** BEGIN Exercise material **

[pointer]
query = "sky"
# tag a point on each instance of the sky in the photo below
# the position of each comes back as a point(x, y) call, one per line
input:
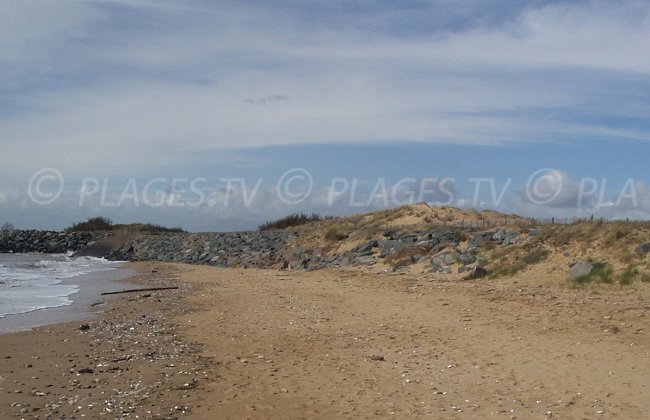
point(222, 115)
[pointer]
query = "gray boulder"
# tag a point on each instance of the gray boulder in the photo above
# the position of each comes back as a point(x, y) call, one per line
point(445, 258)
point(478, 272)
point(581, 268)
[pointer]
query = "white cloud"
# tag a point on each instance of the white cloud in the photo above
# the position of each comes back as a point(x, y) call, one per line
point(124, 84)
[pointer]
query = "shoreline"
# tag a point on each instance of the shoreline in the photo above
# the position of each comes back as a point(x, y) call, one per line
point(250, 343)
point(87, 302)
point(116, 364)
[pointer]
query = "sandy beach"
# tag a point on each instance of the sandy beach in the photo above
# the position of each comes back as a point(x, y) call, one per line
point(235, 343)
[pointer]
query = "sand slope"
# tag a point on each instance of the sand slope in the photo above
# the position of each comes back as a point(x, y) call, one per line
point(301, 345)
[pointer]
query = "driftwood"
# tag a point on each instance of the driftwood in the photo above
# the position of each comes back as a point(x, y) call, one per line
point(146, 289)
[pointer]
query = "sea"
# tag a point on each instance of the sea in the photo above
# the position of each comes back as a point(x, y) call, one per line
point(32, 283)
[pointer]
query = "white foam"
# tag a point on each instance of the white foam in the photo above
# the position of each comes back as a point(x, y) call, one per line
point(29, 282)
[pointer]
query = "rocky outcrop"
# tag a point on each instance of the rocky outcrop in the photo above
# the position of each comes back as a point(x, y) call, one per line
point(24, 241)
point(443, 248)
point(236, 249)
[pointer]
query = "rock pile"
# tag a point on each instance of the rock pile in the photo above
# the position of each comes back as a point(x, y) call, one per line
point(46, 241)
point(443, 248)
point(233, 249)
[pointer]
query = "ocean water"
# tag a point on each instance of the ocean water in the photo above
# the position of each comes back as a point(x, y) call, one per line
point(29, 282)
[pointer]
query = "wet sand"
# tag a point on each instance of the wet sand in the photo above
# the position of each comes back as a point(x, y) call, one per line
point(86, 303)
point(234, 343)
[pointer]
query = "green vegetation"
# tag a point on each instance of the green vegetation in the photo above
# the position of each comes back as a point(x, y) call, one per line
point(295, 219)
point(93, 224)
point(509, 263)
point(105, 224)
point(334, 234)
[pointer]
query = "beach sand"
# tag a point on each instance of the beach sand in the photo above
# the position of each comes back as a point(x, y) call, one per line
point(234, 343)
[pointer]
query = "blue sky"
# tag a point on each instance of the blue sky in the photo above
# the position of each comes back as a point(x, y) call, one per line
point(372, 92)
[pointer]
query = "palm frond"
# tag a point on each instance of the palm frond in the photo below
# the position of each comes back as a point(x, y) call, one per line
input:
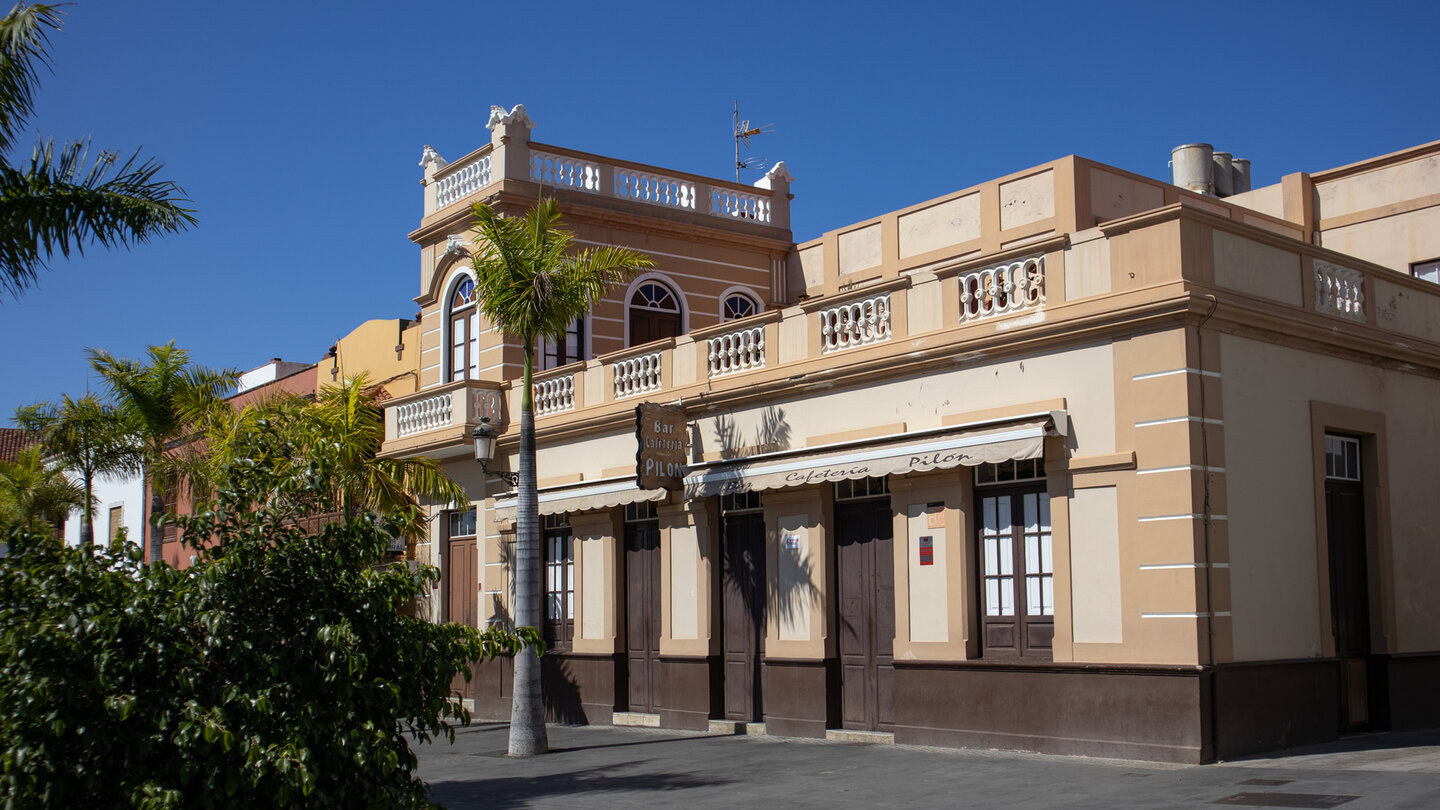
point(59, 202)
point(25, 39)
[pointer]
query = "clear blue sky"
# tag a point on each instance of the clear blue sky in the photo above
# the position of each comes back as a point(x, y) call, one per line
point(297, 128)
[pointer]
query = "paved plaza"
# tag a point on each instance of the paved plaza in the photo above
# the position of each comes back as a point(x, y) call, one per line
point(631, 767)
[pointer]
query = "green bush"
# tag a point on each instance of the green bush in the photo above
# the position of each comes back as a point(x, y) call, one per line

** END Exercise material **

• **Required task**: Rewrite these lines as a numbered list, leaving out blank lines and the pictures.

• **Result of the exercise**:
1. [pointer]
2. query = "sky"
3. # tag a point on each instance of the sky in the photo below
4. # the position of each comes back as a point(x, y) call, one per line
5. input:
6. point(222, 115)
7. [pointer]
8. query = "gray boulder"
9. # tag a point on each instance of the gray boulder in the photo above
10. # the position of each comes back as a point(x, y) call, one per line
11. point(445, 258)
12. point(478, 272)
13. point(581, 268)
14. [pointer]
15. query = "white cloud"
16. # tag a point on each instance of the white cloud in the photo above
17. # the position of each comes back as a point(x, y) call, one per line
18. point(124, 84)
19. [pointer]
20. query = "shoreline"
21. # tag a point on each instance of the shoreline in the photo above
22. # the position of each comes back as a point(x, y) call, one per line
23. point(250, 343)
24. point(87, 302)
25. point(116, 364)
26. [pointer]
27. query = "sandy beach"
28. # tag a point on each instance of the sandy beach in the photo above
29. # the position of each comes back as a point(x, y) call, one per line
30. point(235, 343)
31. [pointer]
32. query = "sand slope"
33. # tag a point on each instance of the sand slope in the photo above
34. # the position of each comes back as a point(x, y) call, one per line
35. point(301, 345)
36. [pointer]
37. query = "driftwood"
38. # tag a point on each instance of the driftwood in the photo above
39. # the position of each comes back as a point(x, y) call, one per line
40. point(146, 289)
41. [pointer]
42. query = "sea"
43. # tag a point on each instance of the sea in the photo above
44. # the position of each comes back as a point(x, y) call, one per line
45. point(32, 283)
46. [pointer]
47. query = "white foam"
48. # tag a point on each instance of the white foam in the photo above
49. # the position of each comes back as a point(x, y) call, one per line
50. point(29, 282)
51. [pointer]
52. query = "rocky outcrop"
53. # tag a point on each instance of the rocky outcrop in the photo above
54. # the position of each comes back as a point(x, y) call, one per line
55. point(24, 241)
56. point(443, 248)
57. point(236, 249)
58. [pointer]
59. query = "rock pile"
60. # tag a point on each instance of the rock pile in the photo above
61. # the position of each comes back as a point(x, y) call, one per line
62. point(46, 241)
63. point(443, 248)
64. point(233, 249)
65. [pointer]
66. query = "ocean water"
67. # tag a point on each instance of the ocean water in the photo above
68. # the position of each comes back as a point(x, y) call, one per line
69. point(29, 282)
70. [pointer]
71. query = "wet sand"
72. # tag a point on each instance of the wet sand in the photo above
73. # the position of each comes back as a point(x, y) call, one per line
74. point(86, 303)
75. point(234, 343)
76. [pointer]
77. query = "green vegetation"
78. # tag a point on each instance of the green vegetation in the photo above
79. # the position of each comes back as a point(x, y) call, one per line
80. point(295, 219)
81. point(93, 224)
82. point(509, 263)
83. point(105, 224)
84. point(334, 234)
85. [pointer]
86. query = "beach sand"
87. # tag a point on each instance of the beach sand in the photo above
88. # the position of each comes back as a point(x, y) call, one per line
89. point(234, 343)
90. [pointer]
91. query = "blue sky"
92. # tag a point on each instance of the blue sky in the photo above
93. # the position of each comes back as a point(x, y) call, one per line
94. point(372, 92)
95. [pointer]
96. query = "palm frond"
97. # tag a point on each instance of the palm frond in the photo below
98. # the position of each comes back as a point(x, y) call, one per line
99. input:
100. point(59, 202)
101. point(25, 39)
102. [pointer]
103. query = "clear blue sky"
104. # tag a point on each instance of the clear blue sky in the photo above
105. # the position of each comes back as a point(x, y) call, one per line
106. point(297, 128)
107. [pointer]
108. query = "paved plaza"
109. # tag a point on each instance of the paved plaza in the photo above
110. # the position of each comes back as a point(x, y) call, one per line
111. point(631, 767)
112. [pointer]
113. query = "green bush"
114. # tag a point on each instance of the green bush in the photo above
115. # the position of each comes back as a point(x, y) call, one per line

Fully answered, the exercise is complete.